(Beginning of Excerpted data)
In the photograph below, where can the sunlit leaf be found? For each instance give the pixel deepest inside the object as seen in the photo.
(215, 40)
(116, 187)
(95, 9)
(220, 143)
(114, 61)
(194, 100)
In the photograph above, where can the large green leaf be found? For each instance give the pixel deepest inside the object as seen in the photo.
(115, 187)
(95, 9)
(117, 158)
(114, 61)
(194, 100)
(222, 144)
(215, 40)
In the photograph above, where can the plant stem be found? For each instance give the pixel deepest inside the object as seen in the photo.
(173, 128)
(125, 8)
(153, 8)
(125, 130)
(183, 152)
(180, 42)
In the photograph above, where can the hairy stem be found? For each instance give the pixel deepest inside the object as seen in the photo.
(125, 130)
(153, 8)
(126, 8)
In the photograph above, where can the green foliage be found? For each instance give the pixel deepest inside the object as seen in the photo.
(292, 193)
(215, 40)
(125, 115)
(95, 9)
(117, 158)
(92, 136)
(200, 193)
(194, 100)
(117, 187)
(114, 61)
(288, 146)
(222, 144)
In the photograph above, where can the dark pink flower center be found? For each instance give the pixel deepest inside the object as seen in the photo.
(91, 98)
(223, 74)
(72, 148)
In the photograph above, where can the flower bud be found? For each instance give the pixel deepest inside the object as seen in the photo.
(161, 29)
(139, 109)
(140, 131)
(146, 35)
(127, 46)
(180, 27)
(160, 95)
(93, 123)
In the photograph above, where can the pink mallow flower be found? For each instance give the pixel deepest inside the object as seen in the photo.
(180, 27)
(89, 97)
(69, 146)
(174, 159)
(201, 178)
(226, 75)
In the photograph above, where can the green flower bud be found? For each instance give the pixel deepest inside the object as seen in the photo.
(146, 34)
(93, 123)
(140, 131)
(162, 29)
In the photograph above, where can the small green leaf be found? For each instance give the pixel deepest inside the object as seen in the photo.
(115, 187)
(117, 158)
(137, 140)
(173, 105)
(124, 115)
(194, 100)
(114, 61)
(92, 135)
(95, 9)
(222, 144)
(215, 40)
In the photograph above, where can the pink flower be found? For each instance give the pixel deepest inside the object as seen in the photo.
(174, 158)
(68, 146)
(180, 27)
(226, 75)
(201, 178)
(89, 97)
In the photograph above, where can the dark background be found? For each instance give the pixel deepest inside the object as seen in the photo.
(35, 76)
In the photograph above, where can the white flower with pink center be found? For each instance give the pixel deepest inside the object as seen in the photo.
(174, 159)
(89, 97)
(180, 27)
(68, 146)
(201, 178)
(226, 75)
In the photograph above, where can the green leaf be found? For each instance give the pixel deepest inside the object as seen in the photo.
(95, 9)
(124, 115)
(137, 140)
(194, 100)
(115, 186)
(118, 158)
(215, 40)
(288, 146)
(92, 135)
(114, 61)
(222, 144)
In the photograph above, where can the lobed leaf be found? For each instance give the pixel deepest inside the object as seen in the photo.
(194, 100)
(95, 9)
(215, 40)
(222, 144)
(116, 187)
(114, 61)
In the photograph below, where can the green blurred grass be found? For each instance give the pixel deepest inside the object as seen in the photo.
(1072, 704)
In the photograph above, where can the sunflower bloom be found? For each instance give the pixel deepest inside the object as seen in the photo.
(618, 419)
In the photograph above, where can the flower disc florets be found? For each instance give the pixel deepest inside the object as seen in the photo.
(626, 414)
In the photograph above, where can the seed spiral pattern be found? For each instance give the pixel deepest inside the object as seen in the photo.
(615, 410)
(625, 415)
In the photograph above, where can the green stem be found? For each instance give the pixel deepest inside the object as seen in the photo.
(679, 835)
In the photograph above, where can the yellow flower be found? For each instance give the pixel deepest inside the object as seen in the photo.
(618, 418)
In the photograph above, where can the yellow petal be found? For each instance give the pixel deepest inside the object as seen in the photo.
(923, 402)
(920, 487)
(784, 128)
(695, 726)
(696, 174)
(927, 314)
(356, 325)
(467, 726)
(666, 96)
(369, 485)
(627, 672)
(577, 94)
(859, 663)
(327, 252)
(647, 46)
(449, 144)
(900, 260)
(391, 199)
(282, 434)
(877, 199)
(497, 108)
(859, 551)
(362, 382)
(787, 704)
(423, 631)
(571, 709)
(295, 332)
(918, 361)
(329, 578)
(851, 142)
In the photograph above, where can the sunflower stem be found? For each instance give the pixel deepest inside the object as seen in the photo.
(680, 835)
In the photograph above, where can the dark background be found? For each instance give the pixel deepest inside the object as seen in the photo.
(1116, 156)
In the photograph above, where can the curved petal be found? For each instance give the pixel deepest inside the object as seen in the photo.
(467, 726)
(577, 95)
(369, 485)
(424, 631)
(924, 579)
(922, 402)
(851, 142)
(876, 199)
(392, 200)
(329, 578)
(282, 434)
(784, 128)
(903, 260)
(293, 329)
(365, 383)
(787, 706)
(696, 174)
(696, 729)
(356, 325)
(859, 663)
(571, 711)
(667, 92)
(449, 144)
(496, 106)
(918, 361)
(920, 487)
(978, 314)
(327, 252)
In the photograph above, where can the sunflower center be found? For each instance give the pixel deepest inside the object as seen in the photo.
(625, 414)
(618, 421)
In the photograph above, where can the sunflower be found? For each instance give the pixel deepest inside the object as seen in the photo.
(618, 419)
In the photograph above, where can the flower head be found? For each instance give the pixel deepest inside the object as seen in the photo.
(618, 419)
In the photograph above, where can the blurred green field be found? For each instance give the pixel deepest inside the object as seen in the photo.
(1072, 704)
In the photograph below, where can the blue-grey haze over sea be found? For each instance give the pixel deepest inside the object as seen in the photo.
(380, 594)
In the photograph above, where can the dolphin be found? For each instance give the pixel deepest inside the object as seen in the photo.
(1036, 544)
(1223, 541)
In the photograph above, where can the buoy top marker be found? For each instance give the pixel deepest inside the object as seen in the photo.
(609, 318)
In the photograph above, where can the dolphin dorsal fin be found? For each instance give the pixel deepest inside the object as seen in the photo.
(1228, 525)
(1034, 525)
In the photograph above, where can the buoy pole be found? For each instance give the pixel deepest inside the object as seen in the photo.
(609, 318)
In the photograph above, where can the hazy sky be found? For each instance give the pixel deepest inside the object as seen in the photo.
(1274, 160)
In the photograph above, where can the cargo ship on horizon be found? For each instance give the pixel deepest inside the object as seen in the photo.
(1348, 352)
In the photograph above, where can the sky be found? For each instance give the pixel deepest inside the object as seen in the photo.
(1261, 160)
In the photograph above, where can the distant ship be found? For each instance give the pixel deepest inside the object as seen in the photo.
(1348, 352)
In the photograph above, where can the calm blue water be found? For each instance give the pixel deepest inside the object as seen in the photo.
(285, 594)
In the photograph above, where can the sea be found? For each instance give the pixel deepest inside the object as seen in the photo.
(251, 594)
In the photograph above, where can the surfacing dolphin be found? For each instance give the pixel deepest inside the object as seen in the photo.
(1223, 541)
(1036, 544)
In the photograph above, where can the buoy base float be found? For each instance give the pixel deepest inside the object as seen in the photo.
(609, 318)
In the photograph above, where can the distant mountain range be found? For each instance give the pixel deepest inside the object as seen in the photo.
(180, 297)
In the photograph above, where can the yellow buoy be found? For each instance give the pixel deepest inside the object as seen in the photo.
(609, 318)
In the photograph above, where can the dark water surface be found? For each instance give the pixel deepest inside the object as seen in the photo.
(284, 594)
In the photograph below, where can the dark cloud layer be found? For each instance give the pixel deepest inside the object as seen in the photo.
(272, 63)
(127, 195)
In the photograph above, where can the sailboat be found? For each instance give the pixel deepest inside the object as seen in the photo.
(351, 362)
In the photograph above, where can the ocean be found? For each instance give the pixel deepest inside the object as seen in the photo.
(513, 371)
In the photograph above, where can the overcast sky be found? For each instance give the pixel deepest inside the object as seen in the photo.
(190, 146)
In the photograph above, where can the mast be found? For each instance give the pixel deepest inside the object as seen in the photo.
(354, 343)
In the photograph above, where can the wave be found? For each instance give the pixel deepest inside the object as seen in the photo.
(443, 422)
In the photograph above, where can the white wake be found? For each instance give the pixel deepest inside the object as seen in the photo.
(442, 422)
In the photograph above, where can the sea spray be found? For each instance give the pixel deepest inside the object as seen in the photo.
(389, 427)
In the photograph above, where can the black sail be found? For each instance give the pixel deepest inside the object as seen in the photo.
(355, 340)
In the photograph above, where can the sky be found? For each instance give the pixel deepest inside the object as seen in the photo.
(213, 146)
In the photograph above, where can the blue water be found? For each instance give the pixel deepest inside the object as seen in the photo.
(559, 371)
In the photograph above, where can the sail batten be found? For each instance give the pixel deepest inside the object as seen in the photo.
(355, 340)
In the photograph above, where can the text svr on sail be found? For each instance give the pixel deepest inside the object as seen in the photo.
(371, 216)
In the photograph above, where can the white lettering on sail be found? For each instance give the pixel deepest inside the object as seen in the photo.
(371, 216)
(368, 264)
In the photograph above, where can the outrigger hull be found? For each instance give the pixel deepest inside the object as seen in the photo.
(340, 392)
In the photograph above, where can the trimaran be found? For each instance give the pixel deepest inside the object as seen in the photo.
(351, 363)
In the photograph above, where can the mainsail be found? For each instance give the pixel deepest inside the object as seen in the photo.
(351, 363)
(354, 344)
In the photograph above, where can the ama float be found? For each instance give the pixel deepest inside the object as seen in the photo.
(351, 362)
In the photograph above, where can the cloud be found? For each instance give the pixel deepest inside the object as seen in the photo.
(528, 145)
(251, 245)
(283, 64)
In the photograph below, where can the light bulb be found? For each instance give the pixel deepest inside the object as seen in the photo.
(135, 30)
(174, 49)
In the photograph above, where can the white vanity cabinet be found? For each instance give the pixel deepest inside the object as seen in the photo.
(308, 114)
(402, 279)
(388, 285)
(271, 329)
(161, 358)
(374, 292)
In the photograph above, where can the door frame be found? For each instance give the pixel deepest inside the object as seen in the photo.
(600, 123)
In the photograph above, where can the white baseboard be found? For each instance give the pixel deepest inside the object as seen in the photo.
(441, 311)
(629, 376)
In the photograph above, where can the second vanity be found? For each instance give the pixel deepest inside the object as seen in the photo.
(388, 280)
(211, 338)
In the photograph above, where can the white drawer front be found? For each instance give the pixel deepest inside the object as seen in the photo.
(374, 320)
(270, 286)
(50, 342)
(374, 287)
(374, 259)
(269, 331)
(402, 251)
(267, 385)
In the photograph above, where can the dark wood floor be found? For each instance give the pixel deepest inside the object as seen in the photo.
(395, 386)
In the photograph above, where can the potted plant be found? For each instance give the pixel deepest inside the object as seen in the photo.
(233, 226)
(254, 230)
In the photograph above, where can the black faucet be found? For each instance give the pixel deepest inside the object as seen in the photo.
(End of Excerpted data)
- _Directions_: Transcribe exactly, and only, the lines from the one with "In the photograph above, where can the second" through the last line of the data.

- _Finished task_:
In the photograph above, where can the second vanity be found? For each instance give the pixel deepest inside the object as seen in the photo.
(388, 280)
(211, 338)
In the photograph above, where can the white drawer front be found? For each instance give the pixel deepest inside the object as seen in the photo.
(374, 320)
(270, 286)
(50, 342)
(374, 287)
(374, 259)
(269, 331)
(402, 251)
(267, 385)
In the photograph above, where can the dark wood floor be found? For each instance give the pixel deepest inside the object as seen in the photo.
(395, 386)
In the photograph above, where can the potted plant be found? For each instance give the pixel deepest inside the object as seen in the photo.
(233, 226)
(254, 230)
In the photograph above, where can the black faucet be found? For each instance give the pixel deepest inside the object as seen in the photo.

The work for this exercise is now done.